== Segment start ==

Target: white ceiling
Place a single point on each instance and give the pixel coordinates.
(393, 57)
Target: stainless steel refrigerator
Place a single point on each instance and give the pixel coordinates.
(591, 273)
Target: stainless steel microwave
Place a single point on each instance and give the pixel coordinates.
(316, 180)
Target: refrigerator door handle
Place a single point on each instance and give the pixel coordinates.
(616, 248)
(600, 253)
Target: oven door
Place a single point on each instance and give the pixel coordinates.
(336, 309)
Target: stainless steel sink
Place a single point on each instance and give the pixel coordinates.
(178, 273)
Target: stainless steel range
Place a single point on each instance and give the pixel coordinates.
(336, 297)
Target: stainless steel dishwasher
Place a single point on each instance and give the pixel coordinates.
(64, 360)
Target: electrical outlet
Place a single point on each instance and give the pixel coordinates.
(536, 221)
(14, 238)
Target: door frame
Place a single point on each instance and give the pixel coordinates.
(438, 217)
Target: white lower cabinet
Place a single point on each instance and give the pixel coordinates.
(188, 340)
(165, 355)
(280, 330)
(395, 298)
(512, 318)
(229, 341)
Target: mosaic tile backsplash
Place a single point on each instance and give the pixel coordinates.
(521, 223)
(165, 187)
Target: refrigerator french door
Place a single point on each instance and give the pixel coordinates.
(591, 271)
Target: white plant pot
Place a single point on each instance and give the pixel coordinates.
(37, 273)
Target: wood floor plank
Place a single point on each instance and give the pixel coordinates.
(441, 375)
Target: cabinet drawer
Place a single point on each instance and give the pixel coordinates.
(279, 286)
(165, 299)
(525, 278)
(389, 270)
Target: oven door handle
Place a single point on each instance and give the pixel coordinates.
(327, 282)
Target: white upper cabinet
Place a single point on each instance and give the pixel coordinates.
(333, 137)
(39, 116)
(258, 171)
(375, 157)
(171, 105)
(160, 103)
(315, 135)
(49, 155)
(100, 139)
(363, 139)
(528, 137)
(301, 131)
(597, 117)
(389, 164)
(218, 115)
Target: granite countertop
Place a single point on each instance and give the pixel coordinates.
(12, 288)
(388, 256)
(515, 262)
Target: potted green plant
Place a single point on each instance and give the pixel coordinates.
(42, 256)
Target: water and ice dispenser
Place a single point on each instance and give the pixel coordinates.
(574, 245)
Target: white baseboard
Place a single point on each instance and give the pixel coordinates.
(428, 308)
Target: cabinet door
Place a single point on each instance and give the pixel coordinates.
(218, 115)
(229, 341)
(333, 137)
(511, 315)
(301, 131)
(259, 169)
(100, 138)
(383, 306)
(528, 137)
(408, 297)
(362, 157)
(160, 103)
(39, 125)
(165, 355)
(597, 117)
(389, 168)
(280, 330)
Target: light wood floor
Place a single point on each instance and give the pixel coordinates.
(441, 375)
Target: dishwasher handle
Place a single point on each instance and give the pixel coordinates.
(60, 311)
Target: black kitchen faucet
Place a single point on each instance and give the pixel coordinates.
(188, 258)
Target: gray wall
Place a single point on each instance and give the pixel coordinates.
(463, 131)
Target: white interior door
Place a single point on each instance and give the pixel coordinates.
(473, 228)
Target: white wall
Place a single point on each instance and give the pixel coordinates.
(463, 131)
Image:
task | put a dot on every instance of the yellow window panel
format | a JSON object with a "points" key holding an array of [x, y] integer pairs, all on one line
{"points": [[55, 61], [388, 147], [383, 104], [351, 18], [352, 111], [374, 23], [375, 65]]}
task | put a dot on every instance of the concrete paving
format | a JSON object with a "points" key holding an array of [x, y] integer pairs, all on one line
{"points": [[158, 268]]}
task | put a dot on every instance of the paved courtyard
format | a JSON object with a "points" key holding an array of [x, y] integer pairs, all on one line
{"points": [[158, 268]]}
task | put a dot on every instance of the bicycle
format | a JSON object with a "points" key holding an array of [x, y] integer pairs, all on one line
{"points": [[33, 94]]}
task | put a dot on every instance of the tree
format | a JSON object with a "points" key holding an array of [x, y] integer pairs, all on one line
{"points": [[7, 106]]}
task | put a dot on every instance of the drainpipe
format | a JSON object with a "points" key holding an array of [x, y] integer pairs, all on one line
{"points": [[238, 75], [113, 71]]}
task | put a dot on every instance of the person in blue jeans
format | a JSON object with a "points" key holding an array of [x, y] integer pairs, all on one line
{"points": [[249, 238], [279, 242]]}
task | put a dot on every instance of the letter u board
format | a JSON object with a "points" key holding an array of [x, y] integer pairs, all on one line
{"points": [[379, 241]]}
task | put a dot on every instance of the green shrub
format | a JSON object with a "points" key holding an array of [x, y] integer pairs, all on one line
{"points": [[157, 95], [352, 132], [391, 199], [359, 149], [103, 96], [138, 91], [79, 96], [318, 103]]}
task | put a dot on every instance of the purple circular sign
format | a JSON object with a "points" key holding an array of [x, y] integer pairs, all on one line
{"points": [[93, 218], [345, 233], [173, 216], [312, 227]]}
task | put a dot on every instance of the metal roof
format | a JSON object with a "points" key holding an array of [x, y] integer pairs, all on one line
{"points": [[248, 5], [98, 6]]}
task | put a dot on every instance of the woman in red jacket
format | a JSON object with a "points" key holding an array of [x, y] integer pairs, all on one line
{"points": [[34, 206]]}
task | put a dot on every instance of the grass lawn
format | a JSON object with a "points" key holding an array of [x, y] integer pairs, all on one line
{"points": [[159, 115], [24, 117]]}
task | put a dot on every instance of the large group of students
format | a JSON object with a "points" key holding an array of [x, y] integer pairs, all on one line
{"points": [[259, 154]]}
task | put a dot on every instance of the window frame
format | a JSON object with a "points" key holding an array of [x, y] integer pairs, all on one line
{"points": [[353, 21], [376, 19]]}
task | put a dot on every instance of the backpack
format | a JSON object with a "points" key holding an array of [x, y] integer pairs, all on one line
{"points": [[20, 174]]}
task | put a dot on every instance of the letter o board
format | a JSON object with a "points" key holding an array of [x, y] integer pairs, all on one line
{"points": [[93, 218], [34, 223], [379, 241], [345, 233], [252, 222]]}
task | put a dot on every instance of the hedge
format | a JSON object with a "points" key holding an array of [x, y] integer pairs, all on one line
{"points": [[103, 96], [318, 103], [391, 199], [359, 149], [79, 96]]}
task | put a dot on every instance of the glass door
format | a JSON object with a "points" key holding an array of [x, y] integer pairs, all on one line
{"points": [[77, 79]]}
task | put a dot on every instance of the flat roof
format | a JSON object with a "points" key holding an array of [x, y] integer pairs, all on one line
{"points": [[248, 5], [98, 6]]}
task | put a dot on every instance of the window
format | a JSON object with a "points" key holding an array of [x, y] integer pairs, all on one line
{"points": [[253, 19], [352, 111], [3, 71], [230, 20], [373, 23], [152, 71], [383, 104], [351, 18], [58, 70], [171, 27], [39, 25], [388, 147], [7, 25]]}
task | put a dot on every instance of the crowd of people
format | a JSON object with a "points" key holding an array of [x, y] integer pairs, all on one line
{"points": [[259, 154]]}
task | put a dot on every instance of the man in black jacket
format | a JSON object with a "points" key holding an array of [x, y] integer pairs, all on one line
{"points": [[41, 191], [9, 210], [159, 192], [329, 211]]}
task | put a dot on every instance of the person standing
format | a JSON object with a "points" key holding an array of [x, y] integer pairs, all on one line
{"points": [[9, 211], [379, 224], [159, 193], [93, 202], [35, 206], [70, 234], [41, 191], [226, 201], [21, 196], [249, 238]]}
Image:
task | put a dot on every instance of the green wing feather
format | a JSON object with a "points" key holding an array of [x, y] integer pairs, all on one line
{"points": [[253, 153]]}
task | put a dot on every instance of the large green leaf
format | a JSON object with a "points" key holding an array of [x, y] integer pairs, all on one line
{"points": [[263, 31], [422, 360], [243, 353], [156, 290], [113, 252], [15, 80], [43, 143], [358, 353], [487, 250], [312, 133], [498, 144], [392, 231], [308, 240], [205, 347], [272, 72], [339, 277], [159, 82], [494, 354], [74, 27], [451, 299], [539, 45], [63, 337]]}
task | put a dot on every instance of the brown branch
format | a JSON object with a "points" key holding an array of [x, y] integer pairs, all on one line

== Segment end ==

Exercise directions —
One inclusive range is required: first line of the data through the line containing "Target: mosaic tile backsplash". Set it down exactly and output nothing else.

Result —
Target: white ceiling
Place a single point on each instance and give the pixel coordinates.
(393, 57)
Target: stainless steel refrigerator
Place a single point on each instance and give the pixel coordinates.
(591, 273)
Target: stainless steel microwave
Place a single point on each instance and give the pixel coordinates.
(316, 180)
Target: refrigerator door handle
Place a single point on each instance and give the pixel coordinates.
(616, 248)
(600, 253)
Target: oven door
Place a single point on each instance and give the pixel coordinates.
(336, 309)
Target: stainless steel sink
Place a single point on each instance and give the pixel coordinates.
(178, 273)
Target: stainless steel range
Place a single point on each instance and give the pixel coordinates.
(336, 297)
Target: stainless steel dishwasher
Place a single point on each instance and give the pixel coordinates.
(64, 360)
Target: electrical outlet
Place a single point on each instance and give the pixel coordinates.
(536, 221)
(14, 238)
Target: door frame
Place a single point on each instance and give the pixel coordinates.
(438, 217)
Target: white lower cabinet
Place a single point on each instance and give the pixel coordinates.
(188, 340)
(165, 355)
(280, 330)
(395, 298)
(512, 318)
(229, 341)
Target: mosaic tile backsplash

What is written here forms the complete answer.